SUPPLIED ENTRIES:

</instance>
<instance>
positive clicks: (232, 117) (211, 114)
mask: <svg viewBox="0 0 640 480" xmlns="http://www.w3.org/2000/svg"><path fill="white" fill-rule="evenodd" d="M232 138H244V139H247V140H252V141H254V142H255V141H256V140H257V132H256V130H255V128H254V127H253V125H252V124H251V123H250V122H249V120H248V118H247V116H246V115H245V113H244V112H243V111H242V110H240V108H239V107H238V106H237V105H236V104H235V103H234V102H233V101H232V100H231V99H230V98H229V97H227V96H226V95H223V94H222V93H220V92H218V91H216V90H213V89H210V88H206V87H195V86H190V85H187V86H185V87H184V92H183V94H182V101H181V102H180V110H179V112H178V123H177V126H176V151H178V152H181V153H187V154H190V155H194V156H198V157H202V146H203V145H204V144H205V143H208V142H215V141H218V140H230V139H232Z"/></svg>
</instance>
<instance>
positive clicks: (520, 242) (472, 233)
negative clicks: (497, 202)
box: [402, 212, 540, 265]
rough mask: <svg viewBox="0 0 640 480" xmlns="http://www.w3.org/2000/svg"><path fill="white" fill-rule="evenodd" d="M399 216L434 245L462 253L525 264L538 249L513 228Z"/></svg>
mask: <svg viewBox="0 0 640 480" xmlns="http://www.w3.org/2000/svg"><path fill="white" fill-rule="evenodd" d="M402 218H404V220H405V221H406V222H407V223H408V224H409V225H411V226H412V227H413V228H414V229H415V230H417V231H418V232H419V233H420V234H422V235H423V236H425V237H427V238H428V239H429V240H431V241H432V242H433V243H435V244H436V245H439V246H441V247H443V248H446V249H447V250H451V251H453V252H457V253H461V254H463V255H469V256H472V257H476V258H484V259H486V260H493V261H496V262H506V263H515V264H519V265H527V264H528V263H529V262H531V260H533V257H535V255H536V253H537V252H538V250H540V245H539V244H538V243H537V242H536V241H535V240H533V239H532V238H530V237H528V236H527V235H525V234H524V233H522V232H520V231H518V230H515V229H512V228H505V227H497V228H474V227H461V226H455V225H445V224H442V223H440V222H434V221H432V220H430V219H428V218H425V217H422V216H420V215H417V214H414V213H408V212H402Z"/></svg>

WHAT THE TASK ASKS: Your response must consist of every line above, reproduced exactly.

ANSWER TO THIS EXERCISE:
</instance>
<instance>
positive clicks: (232, 117) (211, 114)
mask: <svg viewBox="0 0 640 480" xmlns="http://www.w3.org/2000/svg"><path fill="white" fill-rule="evenodd" d="M232 138H244V139H247V140H252V141H254V142H255V141H256V140H257V132H256V130H255V128H254V127H253V125H252V124H251V123H250V122H249V120H248V118H247V116H246V115H245V113H244V112H243V111H242V110H240V108H239V107H238V106H237V105H236V104H235V103H234V102H233V101H232V100H231V99H230V98H229V97H227V96H226V95H223V94H222V93H220V92H218V91H216V90H213V89H210V88H206V87H195V86H190V85H187V86H185V87H184V92H183V94H182V101H181V102H180V110H179V112H178V123H177V126H176V151H178V152H181V153H187V154H190V155H194V156H198V157H202V146H203V145H204V144H205V143H208V142H215V141H218V140H230V139H232Z"/></svg>
</instance>
<instance>
positive clicks: (520, 242) (472, 233)
negative clicks: (497, 202)
box: [402, 212, 540, 265]
rough mask: <svg viewBox="0 0 640 480" xmlns="http://www.w3.org/2000/svg"><path fill="white" fill-rule="evenodd" d="M399 216L434 245L462 253L525 264L538 249L513 228Z"/></svg>
mask: <svg viewBox="0 0 640 480" xmlns="http://www.w3.org/2000/svg"><path fill="white" fill-rule="evenodd" d="M402 218H404V220H405V221H406V222H407V223H408V224H409V225H411V226H412V227H413V228H414V229H415V230H417V231H418V232H419V233H420V234H422V235H423V236H425V237H427V238H428V239H429V240H431V241H432V242H433V243H435V244H436V245H439V246H441V247H443V248H446V249H447V250H451V251H453V252H457V253H461V254H463V255H469V256H472V257H476V258H484V259H486V260H493V261H496V262H506V263H515V264H519V265H527V264H528V263H529V262H531V260H533V257H535V255H536V253H537V252H538V250H540V245H539V244H538V243H537V242H536V241H535V240H533V239H532V238H530V237H528V236H527V235H525V234H524V233H522V232H520V231H518V230H515V229H512V228H505V227H497V228H474V227H461V226H455V225H445V224H442V223H440V222H434V221H432V220H430V219H428V218H425V217H422V216H420V215H417V214H414V213H408V212H402Z"/></svg>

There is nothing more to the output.